PROBLEMS:
(1) Rewrite the passage of the time-lapse account that opens with the words containing "As the sun dipped" and closes with "a still camera)", substituting "diaphragm" for "iris".
(2) According to the time-lapse account, what was the camera's shutter speed during the shoot?

TEXT SHOWN:
^^^^^^^^^^^^^^^^

I shot a day into night time lapse for one of our energy clients a few months ago.  In this instance, the camera was facing west, directly into the setting sun.  I wanted the shot to go from full day light to full nighttime with the lights of the city in the shot.

I set the camera to shoot one frame every 8 seconds (iirc).  I always shoot everything on manual.  Our camera, a Sony XDHD camera, has built in neutral density filters so I dialed in a four stop ND filter, set the aperture to the correct exposure (probably f/11 but I didn't take notes so I'm just guessing) and waited.  The shutter speed was set to normal (about 1/30 sec and never adjusted)

As the sun dipped lower, naturally the ambient light grew dimmer so I would manually open the aperture just a fraction.  I used the 70% indicator in the viewfinder as an exposure indicator so whenever the "zebras" in the viewfinder started to dip, I would open up the iris to keep the zebras in the viewfinder approximately the same.  (to those who have no clue what "zebras" are, it's a series of alternating lines in the viewfinder of a video camera that indicate skin tone, or 70% of white level-kind of like the histogram on a still camera)

^^^^^^^^^^^^^^^^

DATA PROVIDED:
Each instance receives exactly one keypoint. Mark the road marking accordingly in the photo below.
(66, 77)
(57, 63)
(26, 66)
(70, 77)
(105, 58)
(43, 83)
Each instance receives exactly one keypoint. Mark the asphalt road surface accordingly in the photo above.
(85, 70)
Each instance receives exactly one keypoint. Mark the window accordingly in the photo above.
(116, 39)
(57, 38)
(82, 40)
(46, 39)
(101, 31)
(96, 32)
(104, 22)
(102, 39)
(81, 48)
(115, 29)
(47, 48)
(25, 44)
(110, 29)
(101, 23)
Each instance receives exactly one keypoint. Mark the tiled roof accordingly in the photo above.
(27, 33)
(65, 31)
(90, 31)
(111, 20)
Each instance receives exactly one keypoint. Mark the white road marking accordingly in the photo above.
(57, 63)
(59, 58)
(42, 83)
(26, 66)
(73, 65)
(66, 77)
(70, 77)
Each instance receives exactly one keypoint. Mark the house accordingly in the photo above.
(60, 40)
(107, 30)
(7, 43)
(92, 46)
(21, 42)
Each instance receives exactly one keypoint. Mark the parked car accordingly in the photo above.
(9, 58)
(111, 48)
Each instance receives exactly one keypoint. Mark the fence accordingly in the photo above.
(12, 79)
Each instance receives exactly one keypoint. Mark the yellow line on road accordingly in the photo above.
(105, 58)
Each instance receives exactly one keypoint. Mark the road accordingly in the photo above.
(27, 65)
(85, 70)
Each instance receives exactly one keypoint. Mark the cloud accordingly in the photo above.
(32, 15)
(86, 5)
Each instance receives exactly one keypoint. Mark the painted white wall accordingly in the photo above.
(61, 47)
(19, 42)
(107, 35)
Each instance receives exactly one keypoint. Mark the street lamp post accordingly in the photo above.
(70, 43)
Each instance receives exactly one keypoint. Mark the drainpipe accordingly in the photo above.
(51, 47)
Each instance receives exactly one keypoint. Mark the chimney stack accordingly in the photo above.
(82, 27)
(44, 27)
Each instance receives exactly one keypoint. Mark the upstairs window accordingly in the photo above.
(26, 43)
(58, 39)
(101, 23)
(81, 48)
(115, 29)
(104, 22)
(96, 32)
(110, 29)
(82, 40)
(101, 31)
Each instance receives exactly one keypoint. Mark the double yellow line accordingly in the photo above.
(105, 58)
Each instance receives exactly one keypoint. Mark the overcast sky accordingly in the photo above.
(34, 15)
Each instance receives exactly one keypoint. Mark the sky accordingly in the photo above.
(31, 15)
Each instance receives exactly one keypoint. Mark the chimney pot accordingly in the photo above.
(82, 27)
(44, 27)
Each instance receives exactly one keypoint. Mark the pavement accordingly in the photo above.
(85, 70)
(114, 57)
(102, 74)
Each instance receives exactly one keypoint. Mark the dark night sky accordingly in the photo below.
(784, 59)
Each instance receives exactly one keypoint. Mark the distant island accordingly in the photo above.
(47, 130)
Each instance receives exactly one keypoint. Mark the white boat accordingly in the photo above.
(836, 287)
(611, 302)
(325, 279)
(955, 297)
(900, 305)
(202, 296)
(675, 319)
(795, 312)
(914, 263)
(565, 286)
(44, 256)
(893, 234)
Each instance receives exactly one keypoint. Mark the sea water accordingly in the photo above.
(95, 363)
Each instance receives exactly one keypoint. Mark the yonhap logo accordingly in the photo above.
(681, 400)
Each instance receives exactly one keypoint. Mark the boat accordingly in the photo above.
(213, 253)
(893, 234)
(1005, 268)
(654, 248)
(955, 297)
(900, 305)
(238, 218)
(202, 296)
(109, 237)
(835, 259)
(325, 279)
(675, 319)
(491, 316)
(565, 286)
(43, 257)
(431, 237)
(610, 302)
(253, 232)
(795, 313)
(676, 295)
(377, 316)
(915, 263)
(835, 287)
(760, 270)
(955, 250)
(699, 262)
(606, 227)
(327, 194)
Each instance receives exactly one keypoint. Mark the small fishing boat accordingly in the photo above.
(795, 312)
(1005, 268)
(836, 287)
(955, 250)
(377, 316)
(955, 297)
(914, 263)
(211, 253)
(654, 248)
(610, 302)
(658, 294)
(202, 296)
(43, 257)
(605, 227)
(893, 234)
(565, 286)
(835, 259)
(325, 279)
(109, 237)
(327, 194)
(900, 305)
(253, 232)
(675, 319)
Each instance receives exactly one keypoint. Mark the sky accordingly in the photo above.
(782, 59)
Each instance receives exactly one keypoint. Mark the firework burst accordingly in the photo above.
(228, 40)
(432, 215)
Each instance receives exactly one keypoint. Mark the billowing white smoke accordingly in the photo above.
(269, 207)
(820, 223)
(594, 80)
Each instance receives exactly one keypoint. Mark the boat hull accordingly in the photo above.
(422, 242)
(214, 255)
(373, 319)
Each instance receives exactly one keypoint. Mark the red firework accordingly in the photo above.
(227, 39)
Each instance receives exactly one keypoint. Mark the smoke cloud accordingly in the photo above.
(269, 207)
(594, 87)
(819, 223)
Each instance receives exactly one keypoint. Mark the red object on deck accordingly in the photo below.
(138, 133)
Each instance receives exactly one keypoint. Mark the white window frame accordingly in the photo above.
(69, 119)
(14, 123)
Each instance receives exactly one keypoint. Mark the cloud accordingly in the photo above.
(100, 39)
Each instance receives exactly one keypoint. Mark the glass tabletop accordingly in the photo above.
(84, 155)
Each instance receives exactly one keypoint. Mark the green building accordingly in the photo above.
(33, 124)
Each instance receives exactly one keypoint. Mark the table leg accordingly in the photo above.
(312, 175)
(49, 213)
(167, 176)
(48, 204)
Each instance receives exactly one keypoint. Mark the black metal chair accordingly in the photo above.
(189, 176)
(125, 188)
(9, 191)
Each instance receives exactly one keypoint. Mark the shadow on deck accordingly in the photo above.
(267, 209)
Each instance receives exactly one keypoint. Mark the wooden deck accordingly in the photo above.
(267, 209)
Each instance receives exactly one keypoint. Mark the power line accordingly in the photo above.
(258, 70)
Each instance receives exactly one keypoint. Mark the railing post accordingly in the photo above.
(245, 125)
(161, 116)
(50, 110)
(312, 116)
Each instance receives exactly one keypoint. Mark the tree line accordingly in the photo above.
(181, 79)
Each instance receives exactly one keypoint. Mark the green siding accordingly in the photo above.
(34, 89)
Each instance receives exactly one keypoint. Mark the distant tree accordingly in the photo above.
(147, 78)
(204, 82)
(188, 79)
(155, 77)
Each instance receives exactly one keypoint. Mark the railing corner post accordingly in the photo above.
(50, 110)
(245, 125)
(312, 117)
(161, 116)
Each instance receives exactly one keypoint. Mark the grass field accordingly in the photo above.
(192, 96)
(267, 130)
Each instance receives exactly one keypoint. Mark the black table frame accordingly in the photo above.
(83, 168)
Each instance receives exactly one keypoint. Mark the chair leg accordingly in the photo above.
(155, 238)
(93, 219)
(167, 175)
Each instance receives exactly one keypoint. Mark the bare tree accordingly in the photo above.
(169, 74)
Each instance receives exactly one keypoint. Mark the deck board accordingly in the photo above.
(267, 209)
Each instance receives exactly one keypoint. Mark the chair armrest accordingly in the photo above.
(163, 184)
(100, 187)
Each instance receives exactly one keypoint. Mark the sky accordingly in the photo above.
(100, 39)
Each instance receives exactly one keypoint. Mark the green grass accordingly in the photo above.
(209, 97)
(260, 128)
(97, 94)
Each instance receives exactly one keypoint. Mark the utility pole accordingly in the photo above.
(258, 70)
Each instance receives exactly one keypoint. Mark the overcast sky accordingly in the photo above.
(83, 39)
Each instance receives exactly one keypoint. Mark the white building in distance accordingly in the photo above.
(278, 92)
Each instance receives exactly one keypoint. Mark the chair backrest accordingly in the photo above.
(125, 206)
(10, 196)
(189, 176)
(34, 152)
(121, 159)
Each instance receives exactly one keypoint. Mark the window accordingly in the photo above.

^^^^^^^^^^^^^^^^

TASK SOLUTIONS:
(1)
As the sun dipped lower, naturally the ambient light grew dimmer so I would manually open the aperture just a fraction.  I used the 70% indicator in the viewfinder as an exposure indicator so whenever the "zebras" in the viewfinder started to dip, I would open up the diaphragm to keep the zebras in the viewfinder approximately the same.  (to those who have no clue what "zebras" are, it's a series of alternating lines in the viewfinder of a video camera that indicate skin tone, or 70% of white level-kind of like the histogram on a still camera)

(2) It was set to normal, about 1/30 second, and never adjusted.